*Assigned task 1*
In the passage on poetry and emotion below, what does the writer say ratiocination serves?
*Assigned task 2*
Translate this sentence from the passage on poetry and emotion below into Spanish: "Those who make the future are artists by any other name."
*Assigned task 3*
Carry on the passage on poetry and emotion below, starting after its last sentence.

*Study text*
══════

A good poem makes new feelings of familiar emotions. Feelings are those things that we all would have in relation to the same thing. The poem is an entirely new thing, and the poet works it impersonally.
I believe that this is approximately what Bratton means when he writes of "agency." But I would say that agency is built more on something like poetry than it can ever be on ratiocination. Rationcination serves only power, as it ever has.
Far from myth-making and conspiracy theorizing, there is a way to consider emotion to be a part of the objective world. Emotion requires some "other" and the feeling is immediate; unmediated. In a radical sense, there is no contact. No forces applied, no particles exchanged. The emotion which might lead to agreement differs from agreement, which is a rational contract.
People who are feeling the future may do so by precognition or because they trust their emotions more than others. Those who make the future are artists by any other name. Not just thinkers.
Our polarized positions will be united by a shared mistrust of any making that is more pecuniary than artistic, and an insistence on making that makes sense of emotions in the form of shared feelings. This is happening all around us, though our various certainties are in our way.

══════

*Material supplied*
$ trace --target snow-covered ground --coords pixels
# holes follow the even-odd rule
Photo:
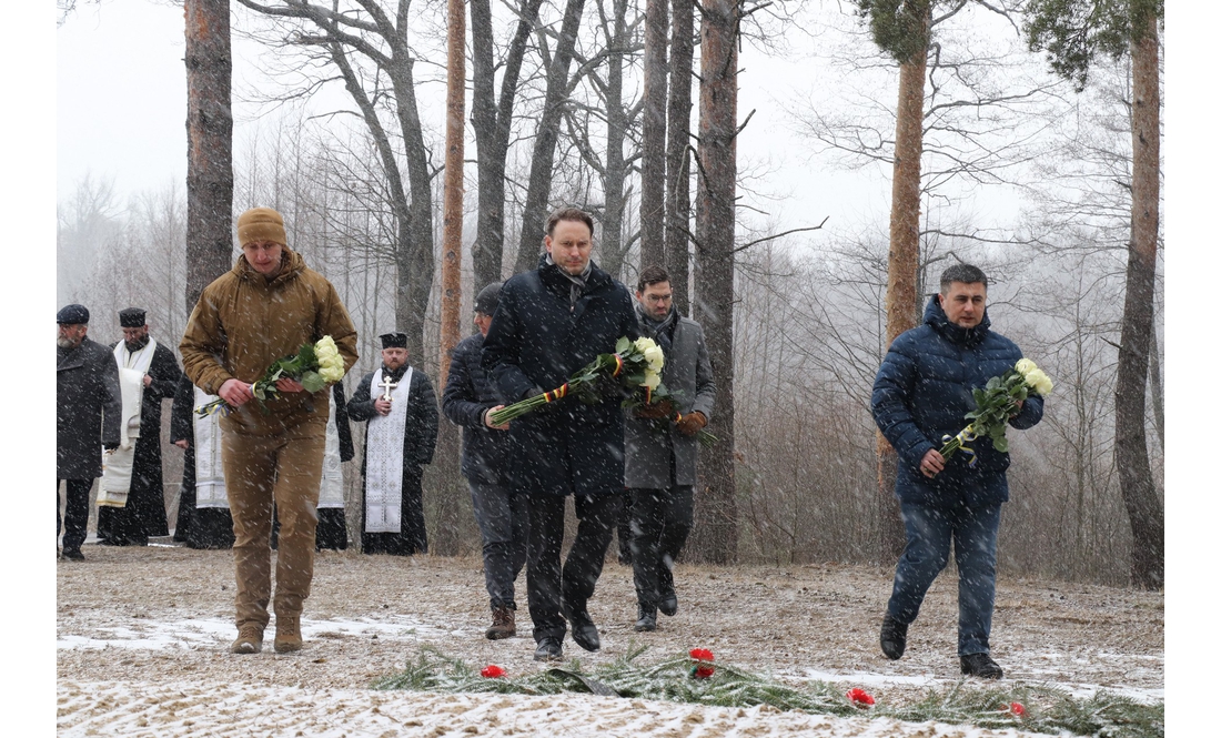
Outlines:
[[[306,649],[232,656],[230,551],[87,545],[59,565],[57,727],[70,736],[1020,736],[969,726],[901,723],[723,709],[639,699],[420,694],[369,686],[400,670],[421,645],[510,676],[543,668],[519,637],[488,642],[477,560],[322,553],[306,603]],[[659,660],[709,648],[720,662],[800,684],[863,687],[902,704],[956,683],[955,586],[938,581],[908,654],[885,660],[877,625],[889,573],[867,567],[681,566],[680,612],[656,633],[631,631],[630,570],[608,564],[591,612],[603,648],[571,640],[584,667],[650,645]],[[527,621],[524,592],[520,615]],[[1009,683],[1053,684],[1081,695],[1106,689],[1164,699],[1160,594],[1063,583],[1001,581],[993,653]],[[1002,682],[1004,683],[1004,682]],[[977,686],[985,686],[976,683]],[[990,684],[988,684],[990,686]]]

══════

*Answer space 1*
Only power, as it ever has.

*Answer space 2*
Quienes hacen el futuro son artistas con cualquier otro nombre.

*Answer space 3*
Anyhow, if one is to meditate on the meaning of mask-wearing, one should at least dip into research about the many differences between "high-face" shame-focused societies like those in Confucian Asia and "low-face" guilt-focused societies like ours. These distinctions also correlate with epidemiological orientations.
And while I remain in broad agreement with Bratton's assessments about who's in touch with the real, (as opposed to who's offended that reality is upsetting their most cherished fantasies), I think he still fails to account for why it is apparently so easy in nearly all cultures now for someone like Jeff Bezos to claim and apparently believe that he is singularly responsible as [genius] "inventor" for all the bizarrely multiplied value that he thinks that Amazon has created for our economy. For us all.
If individuals are allowed to harness the fundamental lack of choice among other individuals - who have lower social capital - to energize automated networks of automaton gig-workers to funnel wealth back to the platform "owners," then our Terraforming efforts will indeed continue to terrorize, in biopolitical terms. Money won against a modest proposition in California to help the gig-workers. Do we have any idea how to re-create more truth-connected and effective media? Do we?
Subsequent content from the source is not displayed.